* Begin Supplied records *

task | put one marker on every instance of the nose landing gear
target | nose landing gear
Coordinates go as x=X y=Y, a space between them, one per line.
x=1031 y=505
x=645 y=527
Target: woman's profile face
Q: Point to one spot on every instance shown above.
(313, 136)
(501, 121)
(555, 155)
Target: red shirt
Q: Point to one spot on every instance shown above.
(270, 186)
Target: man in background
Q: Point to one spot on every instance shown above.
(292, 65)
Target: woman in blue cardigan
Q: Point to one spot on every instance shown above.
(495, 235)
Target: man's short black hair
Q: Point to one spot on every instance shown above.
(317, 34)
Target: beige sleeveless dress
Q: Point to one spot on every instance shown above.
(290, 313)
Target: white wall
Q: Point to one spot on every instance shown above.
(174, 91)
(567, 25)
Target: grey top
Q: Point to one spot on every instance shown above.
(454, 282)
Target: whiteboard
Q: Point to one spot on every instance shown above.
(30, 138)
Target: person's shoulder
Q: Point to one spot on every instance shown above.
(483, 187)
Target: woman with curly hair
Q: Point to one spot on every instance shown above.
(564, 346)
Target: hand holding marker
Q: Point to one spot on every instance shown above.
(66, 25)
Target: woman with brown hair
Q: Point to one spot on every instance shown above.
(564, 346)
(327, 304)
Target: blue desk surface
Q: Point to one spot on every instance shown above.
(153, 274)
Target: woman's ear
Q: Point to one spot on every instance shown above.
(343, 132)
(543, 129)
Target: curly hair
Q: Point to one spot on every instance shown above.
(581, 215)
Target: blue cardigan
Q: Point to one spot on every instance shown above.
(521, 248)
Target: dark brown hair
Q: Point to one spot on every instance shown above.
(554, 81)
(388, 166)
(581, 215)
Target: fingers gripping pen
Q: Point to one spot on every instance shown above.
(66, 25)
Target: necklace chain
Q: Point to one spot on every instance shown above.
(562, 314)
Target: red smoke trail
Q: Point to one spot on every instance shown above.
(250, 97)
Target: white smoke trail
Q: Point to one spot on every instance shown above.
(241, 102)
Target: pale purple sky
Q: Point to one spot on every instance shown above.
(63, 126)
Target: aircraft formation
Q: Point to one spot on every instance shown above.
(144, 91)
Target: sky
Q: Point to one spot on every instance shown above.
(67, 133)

* End Supplied records *

## Task to carry out
Reproduce everything from the line containing "Target: pale purple sky" down to the end of the records, including the requests. Multiply every coordinate in the answers by 1.65 and round each to a whole number, with halves rounded up.

## Correct answer
Target: pale purple sky
Q: Point to one spot on every instance shown above.
(104, 208)
Target: aircraft formation
Q: Point to one spot on every instance shown above.
(238, 150)
Target: sky
Q: Point to one spot on every instance shown above.
(111, 219)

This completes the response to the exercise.